Verilen metin
== == ==

Sokakta ve zaman
zaman farklı konser mekanlarında görüyoruz onu. Kanuna benzetiyoruz biraz . Ama
sesi daha farklı, daha bir içimize işleyen cinsten. Bize yabancı bu sesi
sokakta duyduğumuz zaman durup bizi ele geçirmesine izin veriyoruz. Santuru ve
yolcuğunu merak edip Eskişehir’de, Türkiye’nin bir çok yerinde, sokaklarda,
sahnelerde çalan Deniz Perhan ile soğuk bir kış günü santur ve müzikal yaşamı
üzerine sohbetimize başlıyoruz.
Müzikle olan ilişkin
ne zaman başladı?
Açıkçası müziğe çok erken bir yaşta başlamadım. Bir çok
kişiye göre belki geç olacak bir zamanda başladım, 15-16 yaşlarında falandım.
Lisenin başları sayılır. Ailemde müzisyen yok. Belki de iyi bir müzik dinleyicisi
olmamla ilgiliydi. Santurla 6 yıldır ilgileniyorum ki bu süre zarfında farklı 3
yıl vurmalı çalgı deneyimim oldu. Kimisine merak sarıp, kimisini bırakıp devam
ettim. 9 yıla yaklaşan bir müzik yapım
sürecinin içindeyim.
Bu süreçte ailenden
destek görebildin mi?
En başta böyle bir destek yoktu. Belki de başarabileceğime
inanmıyorlardı. Geçtiğimiz Eylül ayında üyesi olduğum grupla Eskişehir Toprak
Sempozyum’unda çaldım. Bu sene mezun olacağım ilk defa annem babam kardeşim
İzmir’den Eskişehir’e konserim için geldiler bir şeyler yapabildiğimi gördükçe
maddi olarak da desteklediler. Yeni çalgı aleti alman gerekiyor kazandığın ya
da elinde olan para sana yetmiyor bu durumda aile devreye giriyor eğer
imkanları varsa seve seve destek oluyorlar. Eskiden boş zaman uğraşı olarak
görüyorlardı. Şimdi durum amatörlükten profesyonellik değil belki ama yarı-profesyonelliğe
evrilince yanımda olduklarını gördüm. Şanslı sayılabilirim.
Müzikle ilgili
herhangi bir eğitim aldın mı?
Müzik konusunda bir eğitim almadım, gördüğümü taklit ederek
başladım. Daha sonra santura merak salıp devam ettim. İyi bir enstrümanist
olmanın iki önemli koşulu olduğunu düşünüyorum. İlk olarak genel müzik bilgisi,
ikincisi de enstrümana hâkimiyet. Bundan 5 sene önce ben de hakimiyet yoktu ve
müzik bilgim olmadığı için enstrümanı tanımadığım için çok basit bir şarkı bile
çalamıyordum. Ama şimdi bana hadi bize bir santur çal diyebiliyorlar.

== == ==

Listelenen materyal
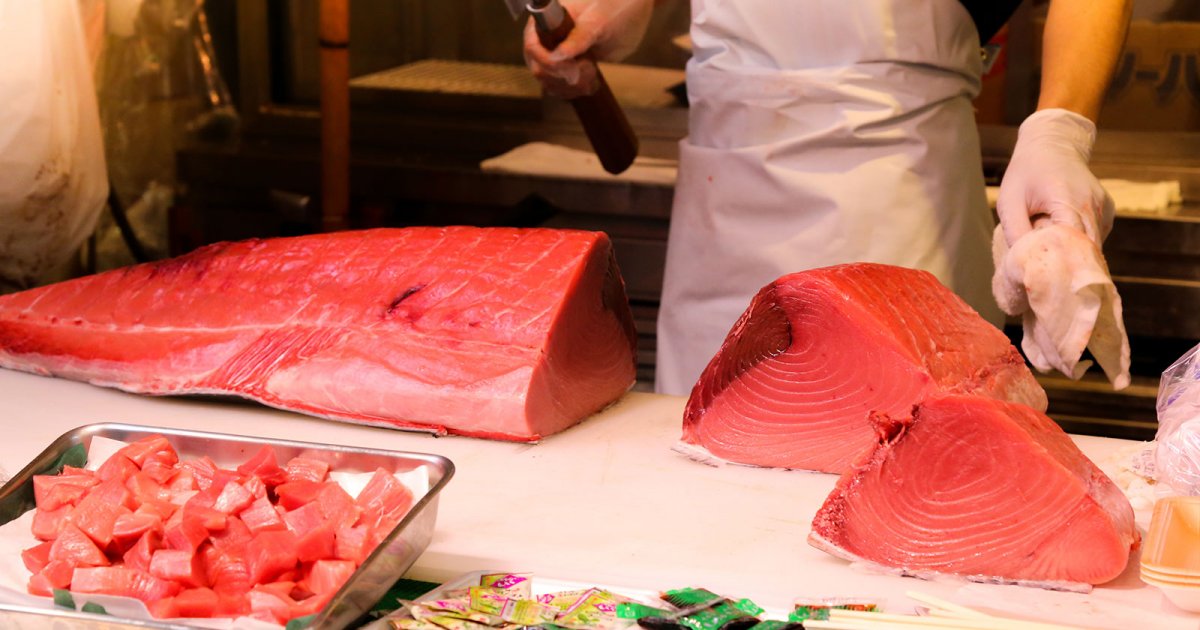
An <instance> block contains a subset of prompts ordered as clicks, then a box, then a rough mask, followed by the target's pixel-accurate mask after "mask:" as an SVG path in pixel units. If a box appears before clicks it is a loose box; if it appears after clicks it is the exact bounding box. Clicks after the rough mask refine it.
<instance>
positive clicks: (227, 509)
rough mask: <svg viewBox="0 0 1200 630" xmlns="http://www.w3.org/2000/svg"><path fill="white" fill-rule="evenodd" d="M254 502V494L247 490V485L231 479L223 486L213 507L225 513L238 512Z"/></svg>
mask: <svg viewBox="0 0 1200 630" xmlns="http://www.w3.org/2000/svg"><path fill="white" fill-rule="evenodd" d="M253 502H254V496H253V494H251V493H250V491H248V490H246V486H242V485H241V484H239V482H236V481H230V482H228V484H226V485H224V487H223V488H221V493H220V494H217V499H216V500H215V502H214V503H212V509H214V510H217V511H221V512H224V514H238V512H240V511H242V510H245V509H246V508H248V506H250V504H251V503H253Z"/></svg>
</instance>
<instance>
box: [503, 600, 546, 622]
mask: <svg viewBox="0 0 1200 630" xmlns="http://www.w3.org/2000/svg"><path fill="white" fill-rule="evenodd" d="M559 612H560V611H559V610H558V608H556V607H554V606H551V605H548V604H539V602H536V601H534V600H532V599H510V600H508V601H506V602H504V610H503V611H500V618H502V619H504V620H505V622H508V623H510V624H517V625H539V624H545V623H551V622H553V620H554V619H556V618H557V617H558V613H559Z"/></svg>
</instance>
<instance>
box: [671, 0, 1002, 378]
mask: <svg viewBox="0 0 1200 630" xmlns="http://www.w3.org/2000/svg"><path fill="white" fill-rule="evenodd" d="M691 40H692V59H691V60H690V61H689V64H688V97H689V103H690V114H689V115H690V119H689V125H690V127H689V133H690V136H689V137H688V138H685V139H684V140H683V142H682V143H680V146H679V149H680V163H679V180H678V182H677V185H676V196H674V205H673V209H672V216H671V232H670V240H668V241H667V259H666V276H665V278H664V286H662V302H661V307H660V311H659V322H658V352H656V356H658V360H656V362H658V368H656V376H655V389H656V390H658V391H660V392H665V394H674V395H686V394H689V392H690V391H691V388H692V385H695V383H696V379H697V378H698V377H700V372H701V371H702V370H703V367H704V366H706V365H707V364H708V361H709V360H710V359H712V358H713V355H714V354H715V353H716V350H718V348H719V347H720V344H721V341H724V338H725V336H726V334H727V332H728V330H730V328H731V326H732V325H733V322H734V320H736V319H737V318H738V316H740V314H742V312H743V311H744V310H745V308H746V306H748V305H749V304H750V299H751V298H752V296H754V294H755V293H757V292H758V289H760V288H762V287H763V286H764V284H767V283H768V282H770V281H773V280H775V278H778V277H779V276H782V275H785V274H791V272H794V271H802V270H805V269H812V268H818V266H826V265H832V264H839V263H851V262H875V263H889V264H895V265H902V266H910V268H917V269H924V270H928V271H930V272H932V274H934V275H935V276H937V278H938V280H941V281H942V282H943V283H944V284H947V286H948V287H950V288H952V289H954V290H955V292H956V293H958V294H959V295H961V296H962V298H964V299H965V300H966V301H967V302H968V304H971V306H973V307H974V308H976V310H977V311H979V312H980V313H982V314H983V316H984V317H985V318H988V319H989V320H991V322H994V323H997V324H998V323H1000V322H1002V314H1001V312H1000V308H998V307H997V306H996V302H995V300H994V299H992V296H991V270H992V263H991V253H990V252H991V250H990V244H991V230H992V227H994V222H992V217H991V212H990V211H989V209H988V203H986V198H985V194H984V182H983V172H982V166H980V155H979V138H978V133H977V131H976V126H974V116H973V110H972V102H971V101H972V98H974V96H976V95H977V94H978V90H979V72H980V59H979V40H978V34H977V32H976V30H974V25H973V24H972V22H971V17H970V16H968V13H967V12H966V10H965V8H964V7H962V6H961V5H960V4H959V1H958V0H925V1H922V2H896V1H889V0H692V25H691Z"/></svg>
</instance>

== == ==

Görev maddesi 1
Santur söyleşisine göre Deniz Perhan müziğe kaç yaşlarında başlamış?
Görev maddesi 2
Santur söyleşisini son cümlesinden sonra sürdürün.

Cevap alanı 1
15-16 yaşlarında başlamış.

Cevap alanı 2
Santurla nasıl
tanıştın?
İzmir’de sokakta çalan bir arkadaş vardı, Ozan Özdemir, onu gördüm
etkilendim, merak ettim. O zamanlar tanışmıyorduk şimdi çok sevdiğim arkadaşım.
Kendisi de Çevre Mühendisliği okuyordu o dönemde. Şimdi İzmir’de çalgı
yapımıyla ilgileniyor. Onunla tanıştıktan sonra santur edindim, üzerine düştüm
ve çabaladım zaten müzikle ilgileniyordum.
Bir hevesle mi
başladın?
Tabi , zaten perküsyon çalıyordum İzmir’de ufak bir grubumuz
vardı. Birkaç arkadaşla beraber türkü çalıyorduk. Bu ilk grubumuzda protest bir
damar vardı. Daha sonra birçok solcu gibi dağıldık tabi. Bir yerden sonra
kopamıyorsun müzikten, perküsyon ile altyapıda kalmaktansa müziğin melodisi
olmak istiyorsun. Melodik bir enstrüman çalmak istiyordum aklımda akordeon ve
santur vardı. Herkes gitar, bağlama çalıyordu farklı bir şey çalmak istedim
hakkımı santurdan yana kullandım.
Bir grupla birlikte
santur çalmak kolay mı ?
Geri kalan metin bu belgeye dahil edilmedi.